A follow-up study covering 2016 to 2018 found the same pattern: 93.0% of accelerated students passed versus 89.7% of traditional students. The gap narrowed slightly but remained statistically significant. The likely explanation is selection bias (accelerated students already have a degree and tend to be highly motivated) combined with the intensity of the curriculum, which keeps the material fresh heading into the exam.
Cost and Financial Aid
Tuition varies widely depending on whether you attend a public or private institution and whether you qualify for in-state rates. Because you’re pursuing a second bachelor’s degree, your financial aid options are more limited than they were the first time around. Federal grants like the Pell Grant are generally unavailable for second-degree students. You are eligible for federal student loans, but your borrowing limits are based on what you’ve already used as an undergraduate. You’d reference the loan limits for third-year-and-beyond undergraduates, which cap lower than graduate loan limits.
Private loans are another option, and many nursing programs offer departmental scholarships or employer-sponsored tuition assistance. Some hospitals offer loan repayment or tuition reimbursement programs in exchange for a work commitment after graduation, which can significantly offset costs. It’s worth researching these options early, since the compressed timeline means you won’t be earning a full income during the program.
ABSN vs. Direct-Entry Master’s Programs
If you already have a bachelor’s degree, you have a second option: a direct-entry Master of Science in Nursing (MSN), sometimes called a Master’s Direct Entry (MDE) program. These are slightly longer, typically around 16 months, and produce graduates with a master’s degree instead of a second bachelor’s. Both pathways lead to RN licensure.

:::::

◆ TASKS FOR THIS EXERCISE
1 - List every way of paying for the program that the accelerated nursing overview presents as open to second-degree students.
2 - According to the accelerated nursing overview, how long does a direct-entry MSN program typically take?
3 - Carry the accelerated nursing overview on from its last sentence.

◆ SUPPLIED DATA
:::::

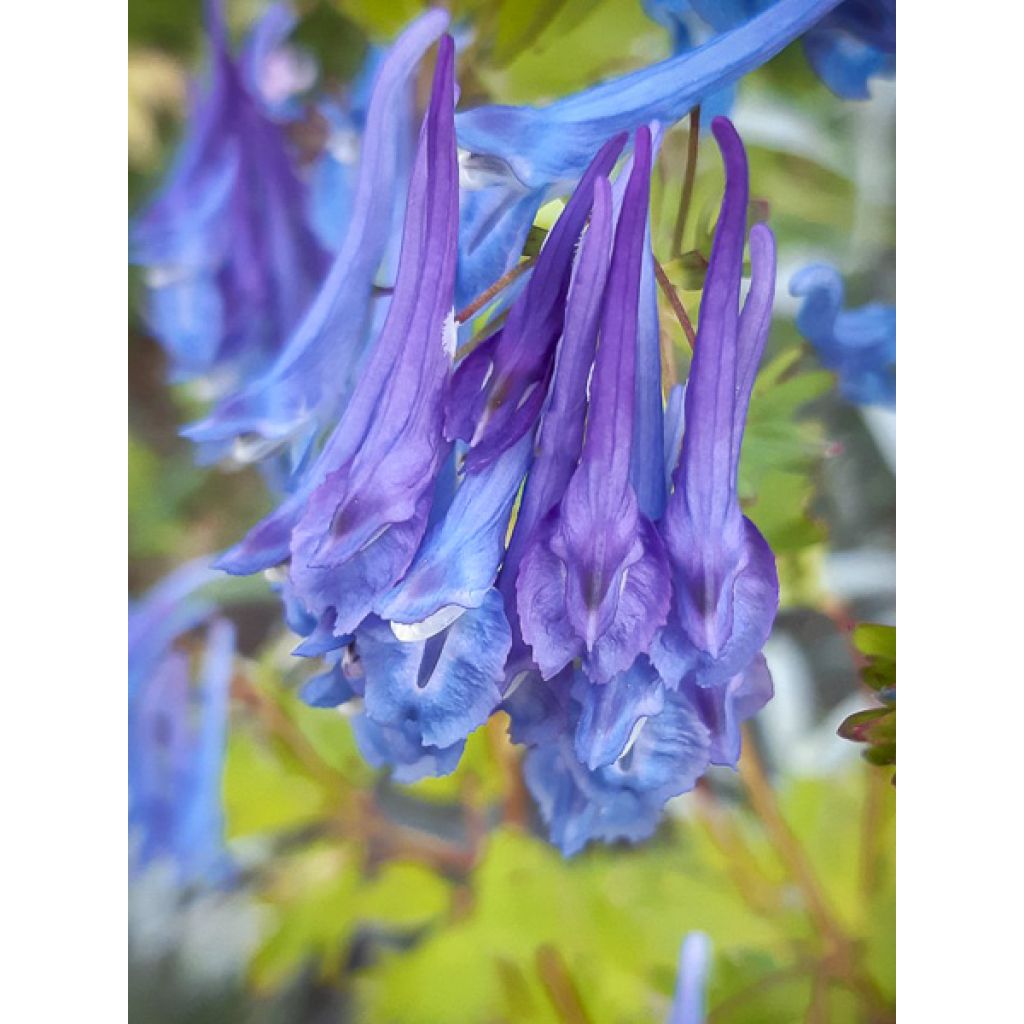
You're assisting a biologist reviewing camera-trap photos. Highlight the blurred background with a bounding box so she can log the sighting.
[128,0,896,1024]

:::::

◆ SET OF ANSWERS
1 -
- Federal student loans
- Private loans
- Departmental scholarships
- Employer-sponsored tuition assistance
- Hospital loan repayment programs
- Hospital tuition reimbursement programs

2 - Around 16 months.

3 -
The practical difference is in career positioning. ABSN graduates are prepared for entry-level RN positions and often use the degree as a stepping stone toward a master’s or doctoral degree later. MDE graduates enter the workforce with leadership, management, and evidence-based practice skills built into their training, which can give them an edge for advanced positions right away. The tradeoff is higher tuition for the master’s program. If you’re confident you want to move into nurse practitioner, nurse educator, or leadership roles, the direct-entry master’s may save you time in the long run. If you want to start working as an RN quickly and decide on a specialty later, the ABSN is the more straightforward path.
What to Consider Before Applying
The biggest factor in success is realistic planning. You’ll need to complete all science prerequisites before applying, which can take one to two semesters if you don’t already have them. Some programs accept online prerequisites, others don’t. Start early and confirm with your target schools.
Financially, plan for 12 to 16 months with little or no income. Some students work a few hours per week in flexible jobs, but programs generally advise against it. The academic and clinical demands leave limited margin.
Clinically, you should know that rotations place you in real patient care situations from early in the program. Unlike traditional programs that gradually build to clinical work over four years, accelerated programs move you into hospital settings within the first few months. That transition can be jarring for career changers who have never worked in healthcare, but it’s also what makes the compressed timeline possible.